*Input material*:
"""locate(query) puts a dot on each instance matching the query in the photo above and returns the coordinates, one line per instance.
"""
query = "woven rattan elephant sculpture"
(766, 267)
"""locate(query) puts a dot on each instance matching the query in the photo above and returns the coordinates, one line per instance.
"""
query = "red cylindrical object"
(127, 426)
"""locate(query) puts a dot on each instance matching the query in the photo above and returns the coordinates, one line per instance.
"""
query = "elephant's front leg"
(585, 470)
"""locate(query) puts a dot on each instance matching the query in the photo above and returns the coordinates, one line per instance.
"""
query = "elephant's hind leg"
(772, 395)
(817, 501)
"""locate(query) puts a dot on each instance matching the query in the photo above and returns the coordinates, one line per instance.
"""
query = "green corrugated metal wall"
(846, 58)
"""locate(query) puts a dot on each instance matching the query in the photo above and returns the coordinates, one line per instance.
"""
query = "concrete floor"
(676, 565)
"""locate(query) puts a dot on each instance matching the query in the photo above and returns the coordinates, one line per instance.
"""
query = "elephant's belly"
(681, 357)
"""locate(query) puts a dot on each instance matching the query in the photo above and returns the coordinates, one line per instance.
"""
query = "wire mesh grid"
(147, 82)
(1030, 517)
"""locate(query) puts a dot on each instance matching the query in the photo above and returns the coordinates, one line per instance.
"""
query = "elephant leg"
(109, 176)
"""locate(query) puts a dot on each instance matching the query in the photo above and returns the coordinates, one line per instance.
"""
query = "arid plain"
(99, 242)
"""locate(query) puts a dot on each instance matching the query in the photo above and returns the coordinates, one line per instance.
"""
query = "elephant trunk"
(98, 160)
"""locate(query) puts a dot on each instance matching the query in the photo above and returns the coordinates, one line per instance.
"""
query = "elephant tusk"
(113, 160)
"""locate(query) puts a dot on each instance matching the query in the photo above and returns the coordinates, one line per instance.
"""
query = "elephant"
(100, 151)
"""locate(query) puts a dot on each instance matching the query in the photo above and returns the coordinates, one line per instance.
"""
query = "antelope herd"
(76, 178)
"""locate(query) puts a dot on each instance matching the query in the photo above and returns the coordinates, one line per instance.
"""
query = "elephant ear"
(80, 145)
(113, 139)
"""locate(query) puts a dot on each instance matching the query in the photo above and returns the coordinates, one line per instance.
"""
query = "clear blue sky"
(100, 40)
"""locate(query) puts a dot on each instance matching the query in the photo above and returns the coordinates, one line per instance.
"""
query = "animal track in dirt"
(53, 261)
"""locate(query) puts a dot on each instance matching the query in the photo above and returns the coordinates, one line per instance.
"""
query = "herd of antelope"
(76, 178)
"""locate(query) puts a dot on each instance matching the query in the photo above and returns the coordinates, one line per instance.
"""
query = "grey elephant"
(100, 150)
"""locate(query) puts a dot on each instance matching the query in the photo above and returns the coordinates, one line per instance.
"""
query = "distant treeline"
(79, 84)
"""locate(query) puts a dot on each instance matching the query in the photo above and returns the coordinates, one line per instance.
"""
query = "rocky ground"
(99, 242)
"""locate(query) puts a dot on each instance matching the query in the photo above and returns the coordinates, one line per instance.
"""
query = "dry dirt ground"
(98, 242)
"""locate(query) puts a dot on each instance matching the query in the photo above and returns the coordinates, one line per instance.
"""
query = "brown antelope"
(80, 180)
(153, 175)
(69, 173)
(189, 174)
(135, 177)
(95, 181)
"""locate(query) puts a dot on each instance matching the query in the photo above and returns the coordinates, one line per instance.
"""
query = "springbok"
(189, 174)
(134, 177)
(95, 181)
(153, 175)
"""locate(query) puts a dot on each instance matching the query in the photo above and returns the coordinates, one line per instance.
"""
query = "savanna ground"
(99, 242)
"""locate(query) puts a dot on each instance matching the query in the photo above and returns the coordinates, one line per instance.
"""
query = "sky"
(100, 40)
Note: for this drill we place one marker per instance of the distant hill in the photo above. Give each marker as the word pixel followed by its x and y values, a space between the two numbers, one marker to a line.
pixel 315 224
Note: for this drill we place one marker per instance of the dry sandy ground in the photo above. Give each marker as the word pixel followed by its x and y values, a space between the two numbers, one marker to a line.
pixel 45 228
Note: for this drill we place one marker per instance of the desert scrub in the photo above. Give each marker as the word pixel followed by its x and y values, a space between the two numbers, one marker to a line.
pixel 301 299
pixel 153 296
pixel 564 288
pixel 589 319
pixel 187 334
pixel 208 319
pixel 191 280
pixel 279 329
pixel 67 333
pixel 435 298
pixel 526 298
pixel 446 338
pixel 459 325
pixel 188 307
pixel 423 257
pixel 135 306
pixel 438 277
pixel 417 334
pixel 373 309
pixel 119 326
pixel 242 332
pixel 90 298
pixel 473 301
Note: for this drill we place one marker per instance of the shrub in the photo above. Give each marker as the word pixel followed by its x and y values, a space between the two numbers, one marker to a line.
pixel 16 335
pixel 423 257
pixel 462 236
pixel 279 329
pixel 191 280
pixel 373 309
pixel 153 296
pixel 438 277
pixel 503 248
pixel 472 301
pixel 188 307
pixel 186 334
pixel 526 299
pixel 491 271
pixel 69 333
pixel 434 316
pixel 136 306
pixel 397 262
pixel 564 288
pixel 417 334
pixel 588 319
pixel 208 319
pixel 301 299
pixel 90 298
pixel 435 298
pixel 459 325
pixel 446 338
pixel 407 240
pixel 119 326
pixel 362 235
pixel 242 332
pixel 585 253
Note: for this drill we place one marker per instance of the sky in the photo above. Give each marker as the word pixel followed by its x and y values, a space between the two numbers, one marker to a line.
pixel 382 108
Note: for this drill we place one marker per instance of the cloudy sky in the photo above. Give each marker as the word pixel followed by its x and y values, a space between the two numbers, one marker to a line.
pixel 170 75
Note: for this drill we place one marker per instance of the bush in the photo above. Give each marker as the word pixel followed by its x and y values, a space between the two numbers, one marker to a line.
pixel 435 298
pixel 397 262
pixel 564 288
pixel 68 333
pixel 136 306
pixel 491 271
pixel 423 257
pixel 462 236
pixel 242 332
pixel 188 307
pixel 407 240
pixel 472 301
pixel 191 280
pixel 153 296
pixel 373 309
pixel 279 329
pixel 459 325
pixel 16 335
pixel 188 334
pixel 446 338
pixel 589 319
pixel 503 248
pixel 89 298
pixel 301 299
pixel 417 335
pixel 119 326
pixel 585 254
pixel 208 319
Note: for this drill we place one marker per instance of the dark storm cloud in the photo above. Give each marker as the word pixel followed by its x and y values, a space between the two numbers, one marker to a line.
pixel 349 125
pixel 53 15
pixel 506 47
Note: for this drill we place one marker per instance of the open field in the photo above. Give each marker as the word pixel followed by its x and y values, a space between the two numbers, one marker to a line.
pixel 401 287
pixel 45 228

*Exercise brief*: May I have all of the records repeated exactly?

*Solution for this exercise*:
"""locate(query) puts a dot on each instance matching the query in the photo above and returns the coordinates, one line per instance.
"""
query = "woven rattan elephant sculpture"
(766, 267)
"""locate(query) puts a dot on each instance matching the query in the photo above and returns the coordinates, one line per instance.
"""
query = "red cylindrical object"
(127, 426)
"""locate(query) puts a dot on each instance matching the query in the photo above and returns the coordinates, one line per instance.
"""
query = "elephant's front leg"
(585, 470)
"""locate(query) puts a dot on each instance matching the query in the photo above and returns the coordinates, one line per instance.
"""
query = "elephant's hind leg"
(772, 395)
(817, 501)
"""locate(query) puts a dot on each instance matching the query in the photo above and returns the coordinates, one line per instance.
"""
query = "green corrugated metal wall"
(846, 58)
"""locate(query) puts a dot on each instance matching the query in the photo above and returns the coordinates, one line per instance.
"""
query = "concrete floor"
(676, 565)
"""locate(query) puts a dot on each instance matching the query in the photo above and returns the coordinates, one line per instance.
"""
query = "elephant's belly"
(681, 357)
"""locate(query) puts a dot on each instance matching the query in the photo above and returns the coordinates, one line per instance.
"""
query = "wire mesh grid"
(147, 82)
(1030, 517)
"""locate(query) puts a dot on each instance matching the query in the photo above and returns the coordinates, one line per instance.
"""
query = "elephant leg"
(109, 176)
"""locate(query) puts a dot on each instance matching the query in the photo above and returns the coordinates, one line per instance.
"""
query = "arid plain"
(99, 242)
"""locate(query) puts a dot on each instance matching the query in the photo above and returns the coordinates, one line per instance.
"""
query = "elephant trunk"
(98, 160)
"""locate(query) puts a dot on each instance matching the query in the photo above and returns the coordinates, one line per instance.
"""
query = "elephant tusk"
(113, 160)
"""locate(query) puts a dot on each instance matching the query in the photo above and returns the coordinates, one line per instance.
"""
query = "elephant"
(100, 151)
"""locate(query) puts a dot on each instance matching the query in the photo above and returns the coordinates, one line per instance.
"""
query = "antelope herd"
(76, 178)
"""locate(query) puts a dot on each instance matching the query in the photo above and returns the coordinates, one line per instance.
"""
query = "elephant ear"
(80, 145)
(113, 139)
"""locate(query) puts a dot on each instance matching the query in the photo above and returns the coordinates, one line per instance.
"""
query = "clear blue sky"
(100, 40)
"""locate(query) puts a dot on each instance matching the query in the photo above and returns the coordinates, one line per instance.
"""
query = "animal track in dirt"
(53, 261)
"""locate(query) puts a dot on each instance matching the query in the photo above and returns the coordinates, one line per instance.
"""
query = "herd of antelope"
(76, 178)
"""locate(query) puts a dot on each instance matching the query in the photo above and returns the coordinates, one line per instance.
"""
query = "grey elephant"
(100, 150)
"""locate(query) puts a dot on each instance matching the query in the photo above and returns the coordinates, one line per instance.
"""
query = "distant treeline"
(79, 84)
"""locate(query) puts a dot on each instance matching the query in the photo above and returns the coordinates, one line per instance.
"""
query = "rocky ground"
(99, 242)
"""locate(query) puts a dot on each instance matching the query in the photo above and returns the coordinates, one line per instance.
"""
query = "dry dirt ground"
(98, 242)
"""locate(query) puts a dot on each instance matching the query in the photo above and returns the coordinates, one line per instance.
"""
query = "brown antelope"
(80, 180)
(153, 175)
(69, 173)
(189, 174)
(135, 177)
(95, 181)
"""locate(query) puts a dot on each instance matching the query in the photo above and returns the coordinates, one line per instance.
"""
query = "springbok"
(189, 174)
(134, 177)
(95, 181)
(153, 175)
"""locate(query) puts a dot on each instance matching the query in the photo above and returns the coordinates, one line per instance.
"""
query = "savanna ground"
(99, 242)
"""locate(query) puts a dot on each instance matching the query in the photo above and returns the coordinates, one line per instance.
"""
query = "sky"
(100, 40)
Note: for this drill we place one marker per instance of the distant hill in the photo above. Give each marker as the word pixel followed by its x and y values, a space between the two numbers, one marker to a line.
pixel 315 224
Note: for this drill we place one marker per instance of the dry sandy ground in the photo above. Give each marker as the word pixel followed by its x and y values, a space between the two numbers, one marker to a line.
pixel 45 228
Note: for this drill we place one marker per instance of the desert scrub in the photo above. Give each marker as the word pixel followed by its x and y values, a space between the two numbers, one marker to a line.
pixel 301 299
pixel 153 296
pixel 564 288
pixel 589 319
pixel 187 334
pixel 208 319
pixel 191 280
pixel 279 329
pixel 67 333
pixel 435 298
pixel 526 298
pixel 446 338
pixel 459 325
pixel 188 307
pixel 423 257
pixel 135 306
pixel 438 277
pixel 417 334
pixel 373 309
pixel 119 326
pixel 242 332
pixel 90 298
pixel 473 301
Note: for this drill we place one marker per instance of the shrub in the photo above. Give each marker as the word pixel followed by its x and y values, a space between the two numbers, one marker to a line.
pixel 16 335
pixel 423 257
pixel 462 236
pixel 279 329
pixel 191 280
pixel 373 309
pixel 153 296
pixel 438 277
pixel 503 248
pixel 472 301
pixel 188 307
pixel 186 334
pixel 526 299
pixel 491 271
pixel 69 333
pixel 434 316
pixel 136 306
pixel 397 262
pixel 564 288
pixel 417 334
pixel 588 319
pixel 208 319
pixel 301 299
pixel 90 298
pixel 435 298
pixel 459 325
pixel 446 338
pixel 407 240
pixel 119 326
pixel 362 235
pixel 242 332
pixel 585 253
Note: for this drill we place one marker per instance of the sky in the photo above. Give each marker as the word pixel followed by its x and y values, a space between the two numbers, one marker to a line.
pixel 382 108
Note: for this drill we place one marker per instance of the cloudy sky in the photo above. Give each marker as the word pixel followed by its x and y values, a space between the two numbers, one marker to a line.
pixel 170 75
Note: for this drill we place one marker per instance of the bush in the photo above. Give each marker as the word pixel followed by its x and y values, a space between the two numbers, one marker to a line.
pixel 435 298
pixel 397 262
pixel 564 288
pixel 68 333
pixel 136 306
pixel 491 271
pixel 423 257
pixel 462 236
pixel 242 332
pixel 188 307
pixel 407 240
pixel 472 301
pixel 191 280
pixel 153 296
pixel 373 309
pixel 279 329
pixel 459 325
pixel 16 335
pixel 188 334
pixel 446 338
pixel 589 319
pixel 503 248
pixel 89 298
pixel 301 299
pixel 417 335
pixel 119 326
pixel 585 254
pixel 208 319
Note: for this drill we place one marker per instance of the dark storm cloud in the photo above. Give each marker as the word pixel followed by its x and y values, a space between the two numbers, one marker to a line.
pixel 349 125
pixel 53 15
pixel 506 47
Note: for this drill we place one marker per instance of the open field in the photo above. Give each marker as the word pixel followed by its x and y values, a space between the two numbers, one marker to a line.
pixel 401 287
pixel 45 228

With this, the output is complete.